*** Block opens ***

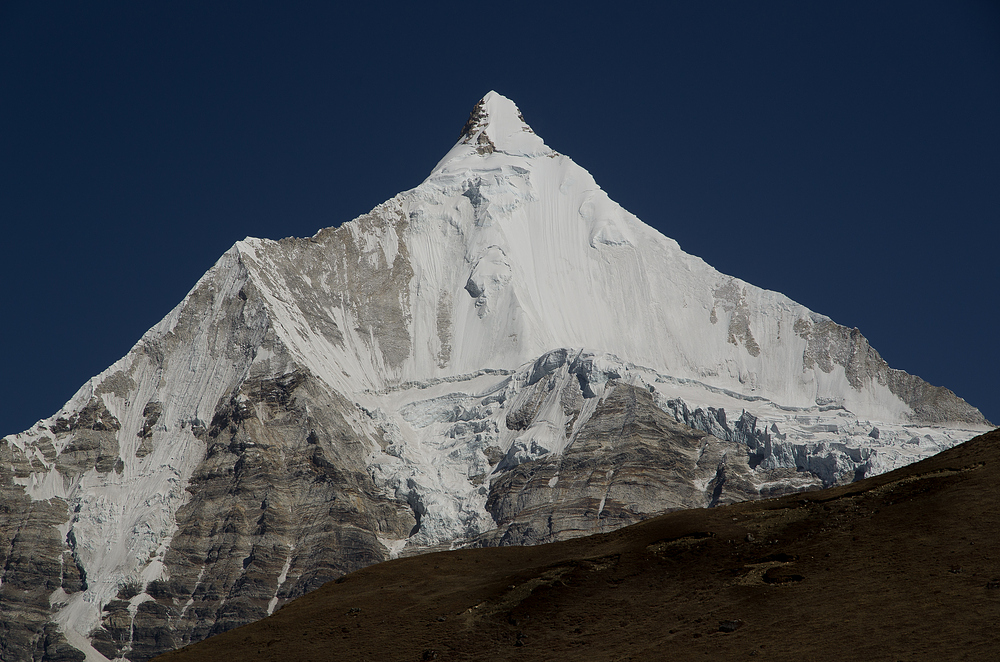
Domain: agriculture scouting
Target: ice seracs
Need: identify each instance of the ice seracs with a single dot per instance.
(501, 355)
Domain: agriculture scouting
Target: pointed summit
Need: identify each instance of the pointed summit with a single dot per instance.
(496, 125)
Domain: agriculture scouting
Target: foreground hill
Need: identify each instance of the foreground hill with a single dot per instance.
(900, 566)
(501, 355)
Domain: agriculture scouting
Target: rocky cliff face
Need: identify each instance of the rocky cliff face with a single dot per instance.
(502, 355)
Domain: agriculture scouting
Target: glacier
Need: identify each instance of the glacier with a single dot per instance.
(471, 327)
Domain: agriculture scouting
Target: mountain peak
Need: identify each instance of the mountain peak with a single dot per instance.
(496, 125)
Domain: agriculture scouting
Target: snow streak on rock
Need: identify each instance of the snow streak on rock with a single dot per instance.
(501, 355)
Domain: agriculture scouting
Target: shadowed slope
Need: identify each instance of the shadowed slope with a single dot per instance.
(903, 565)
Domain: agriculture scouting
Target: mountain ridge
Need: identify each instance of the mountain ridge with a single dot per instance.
(421, 373)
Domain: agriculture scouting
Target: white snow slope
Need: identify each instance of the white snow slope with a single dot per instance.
(418, 310)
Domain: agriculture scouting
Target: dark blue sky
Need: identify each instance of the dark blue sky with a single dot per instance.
(846, 154)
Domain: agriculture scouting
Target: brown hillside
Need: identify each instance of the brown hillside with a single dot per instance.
(904, 566)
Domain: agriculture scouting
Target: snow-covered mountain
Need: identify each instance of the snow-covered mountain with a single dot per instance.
(501, 355)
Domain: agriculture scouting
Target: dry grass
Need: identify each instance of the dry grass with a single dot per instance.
(904, 566)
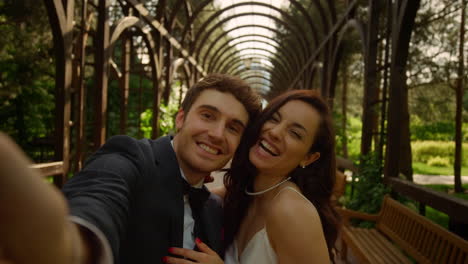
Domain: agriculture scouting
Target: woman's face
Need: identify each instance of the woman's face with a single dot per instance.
(285, 139)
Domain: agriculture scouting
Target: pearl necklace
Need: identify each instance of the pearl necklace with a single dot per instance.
(266, 190)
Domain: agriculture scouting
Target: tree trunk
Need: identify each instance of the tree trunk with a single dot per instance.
(344, 104)
(369, 116)
(459, 104)
(398, 151)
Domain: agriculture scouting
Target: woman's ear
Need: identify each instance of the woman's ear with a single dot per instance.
(180, 118)
(309, 158)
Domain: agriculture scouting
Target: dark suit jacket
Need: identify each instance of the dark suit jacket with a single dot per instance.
(132, 191)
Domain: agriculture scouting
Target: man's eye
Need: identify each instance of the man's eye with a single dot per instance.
(234, 129)
(274, 119)
(296, 134)
(206, 115)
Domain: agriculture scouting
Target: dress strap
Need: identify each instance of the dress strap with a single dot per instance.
(291, 188)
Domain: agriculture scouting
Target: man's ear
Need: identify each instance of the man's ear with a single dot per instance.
(310, 158)
(180, 118)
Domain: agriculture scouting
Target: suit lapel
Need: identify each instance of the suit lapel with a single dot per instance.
(211, 217)
(171, 185)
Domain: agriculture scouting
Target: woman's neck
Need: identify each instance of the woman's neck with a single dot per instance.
(264, 182)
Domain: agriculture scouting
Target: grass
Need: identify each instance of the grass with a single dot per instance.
(422, 168)
(434, 215)
(437, 216)
(449, 189)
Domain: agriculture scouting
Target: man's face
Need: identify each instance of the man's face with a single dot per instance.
(209, 133)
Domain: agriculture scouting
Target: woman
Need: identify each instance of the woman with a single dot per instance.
(277, 204)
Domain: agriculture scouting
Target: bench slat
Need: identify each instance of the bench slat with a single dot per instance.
(423, 240)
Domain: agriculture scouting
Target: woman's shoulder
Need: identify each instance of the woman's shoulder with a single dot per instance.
(293, 225)
(290, 204)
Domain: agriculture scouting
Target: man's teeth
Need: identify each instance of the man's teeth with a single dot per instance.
(268, 148)
(208, 149)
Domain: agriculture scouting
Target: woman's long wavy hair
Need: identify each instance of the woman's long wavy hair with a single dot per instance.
(316, 181)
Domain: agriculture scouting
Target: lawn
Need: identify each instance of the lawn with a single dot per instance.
(422, 168)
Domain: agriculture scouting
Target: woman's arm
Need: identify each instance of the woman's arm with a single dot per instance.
(220, 191)
(295, 231)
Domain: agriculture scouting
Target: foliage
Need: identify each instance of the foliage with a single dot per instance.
(423, 168)
(449, 189)
(424, 150)
(166, 120)
(440, 131)
(369, 189)
(438, 161)
(26, 73)
(353, 136)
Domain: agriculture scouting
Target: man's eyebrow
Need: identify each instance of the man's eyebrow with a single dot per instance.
(214, 108)
(300, 126)
(295, 124)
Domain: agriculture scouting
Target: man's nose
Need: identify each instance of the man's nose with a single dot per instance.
(276, 132)
(217, 130)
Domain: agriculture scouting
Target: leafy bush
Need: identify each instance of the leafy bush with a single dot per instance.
(424, 150)
(369, 189)
(438, 161)
(166, 120)
(440, 131)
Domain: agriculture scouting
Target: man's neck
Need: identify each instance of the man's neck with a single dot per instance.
(191, 175)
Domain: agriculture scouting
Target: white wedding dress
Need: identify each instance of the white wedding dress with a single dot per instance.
(258, 250)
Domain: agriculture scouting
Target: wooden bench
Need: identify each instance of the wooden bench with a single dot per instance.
(400, 236)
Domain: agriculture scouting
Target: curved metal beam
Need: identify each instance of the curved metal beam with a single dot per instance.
(252, 3)
(233, 62)
(195, 49)
(128, 22)
(282, 74)
(287, 58)
(300, 59)
(280, 59)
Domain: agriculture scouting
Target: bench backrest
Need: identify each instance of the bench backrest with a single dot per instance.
(422, 239)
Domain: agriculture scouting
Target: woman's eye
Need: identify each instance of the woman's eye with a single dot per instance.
(274, 119)
(207, 115)
(233, 129)
(296, 134)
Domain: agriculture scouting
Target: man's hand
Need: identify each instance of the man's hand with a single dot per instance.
(34, 225)
(188, 256)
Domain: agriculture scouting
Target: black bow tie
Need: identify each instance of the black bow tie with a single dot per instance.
(197, 197)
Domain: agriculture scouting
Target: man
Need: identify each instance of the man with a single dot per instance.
(129, 198)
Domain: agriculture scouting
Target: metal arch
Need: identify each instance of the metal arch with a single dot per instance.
(195, 13)
(272, 58)
(129, 22)
(200, 8)
(215, 63)
(253, 25)
(358, 25)
(255, 76)
(274, 78)
(175, 9)
(279, 61)
(309, 20)
(195, 49)
(279, 48)
(252, 3)
(281, 72)
(260, 85)
(264, 68)
(60, 16)
(324, 43)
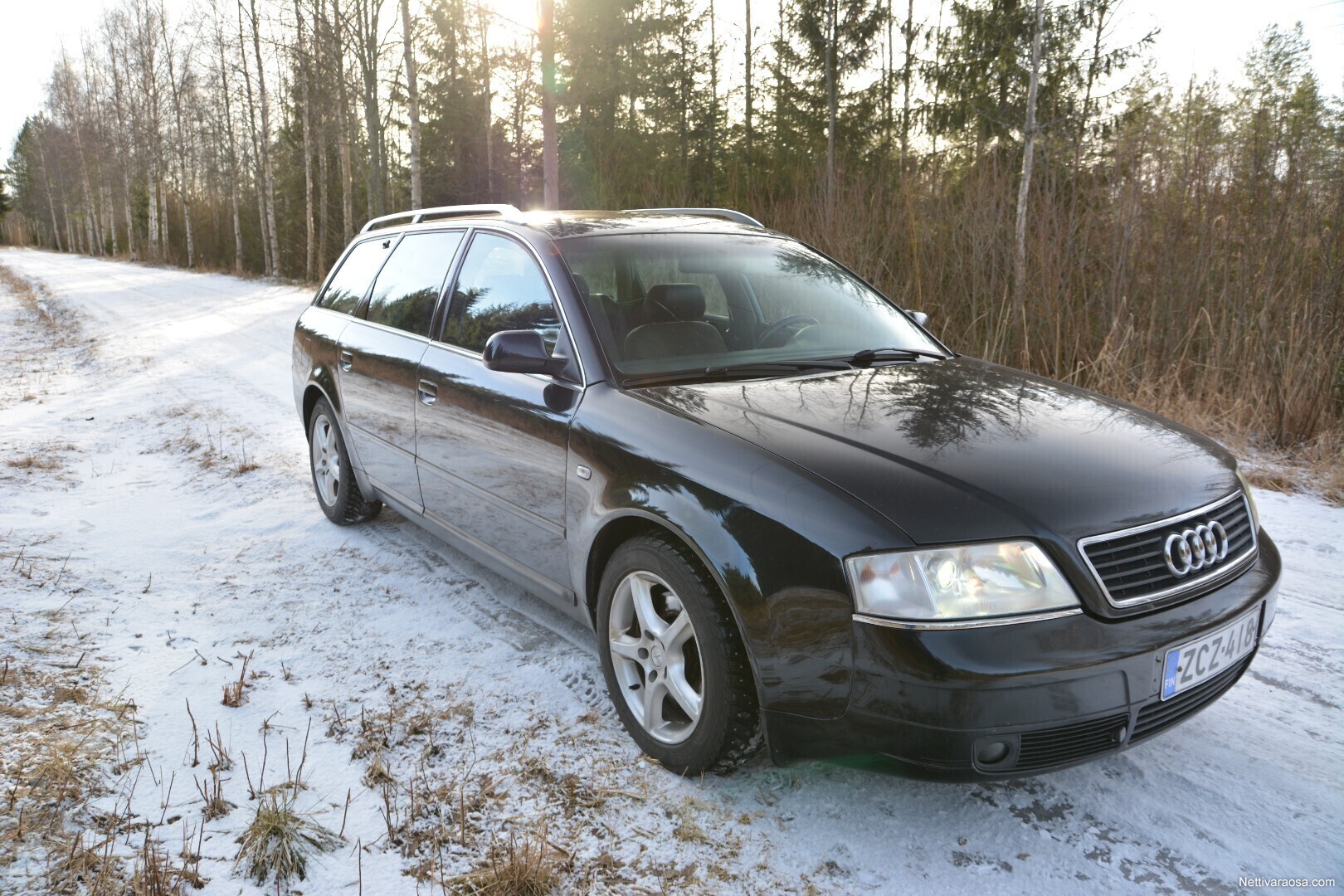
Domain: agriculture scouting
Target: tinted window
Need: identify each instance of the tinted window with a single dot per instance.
(830, 314)
(407, 288)
(350, 282)
(500, 288)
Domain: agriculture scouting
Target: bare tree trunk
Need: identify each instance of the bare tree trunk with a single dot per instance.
(347, 178)
(183, 186)
(130, 219)
(268, 262)
(830, 110)
(489, 110)
(749, 125)
(155, 240)
(51, 202)
(908, 32)
(265, 145)
(1093, 71)
(366, 51)
(714, 102)
(1025, 186)
(231, 148)
(413, 102)
(308, 141)
(550, 151)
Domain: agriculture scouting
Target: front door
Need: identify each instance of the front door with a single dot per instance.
(379, 356)
(491, 446)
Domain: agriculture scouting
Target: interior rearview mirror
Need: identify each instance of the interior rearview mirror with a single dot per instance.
(520, 351)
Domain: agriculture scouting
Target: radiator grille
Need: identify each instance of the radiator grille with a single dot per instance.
(1131, 567)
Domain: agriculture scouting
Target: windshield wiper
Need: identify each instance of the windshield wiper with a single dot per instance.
(747, 368)
(869, 355)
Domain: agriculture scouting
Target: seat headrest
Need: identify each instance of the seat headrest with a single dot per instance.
(675, 303)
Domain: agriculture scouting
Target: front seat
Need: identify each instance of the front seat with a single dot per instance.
(678, 325)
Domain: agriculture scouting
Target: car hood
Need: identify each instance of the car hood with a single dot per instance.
(962, 450)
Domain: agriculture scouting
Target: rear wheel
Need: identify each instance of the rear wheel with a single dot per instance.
(334, 481)
(674, 660)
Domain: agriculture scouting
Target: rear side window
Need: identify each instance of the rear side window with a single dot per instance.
(407, 288)
(348, 285)
(500, 288)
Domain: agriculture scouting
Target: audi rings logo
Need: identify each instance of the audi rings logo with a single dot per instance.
(1195, 548)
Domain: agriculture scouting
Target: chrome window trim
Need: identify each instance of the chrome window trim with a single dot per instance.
(1226, 570)
(952, 625)
(555, 299)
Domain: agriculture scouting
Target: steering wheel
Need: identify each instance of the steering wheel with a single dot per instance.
(791, 320)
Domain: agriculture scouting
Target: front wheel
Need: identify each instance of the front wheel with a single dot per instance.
(334, 480)
(674, 660)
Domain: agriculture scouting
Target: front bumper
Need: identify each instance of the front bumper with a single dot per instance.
(1053, 694)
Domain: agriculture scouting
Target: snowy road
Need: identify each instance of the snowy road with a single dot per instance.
(449, 711)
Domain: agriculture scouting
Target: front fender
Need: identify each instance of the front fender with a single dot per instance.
(314, 373)
(772, 535)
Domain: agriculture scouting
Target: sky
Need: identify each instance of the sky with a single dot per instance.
(1198, 37)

*** Block closes ***

§ **Task item**
Of all the entries above, output exactly the lines between the one holding "Target: foliage" and the one holding "Target: man's eyebrow", inclusive.

§ **Output for this exercise**
Target: foliage
Need: identify each instance of the foliage with a single dot per instance.
(423, 168)
(449, 189)
(424, 150)
(166, 120)
(440, 131)
(369, 189)
(438, 161)
(26, 73)
(353, 136)
Domain: agriculture scouting
Target: man's eyebrow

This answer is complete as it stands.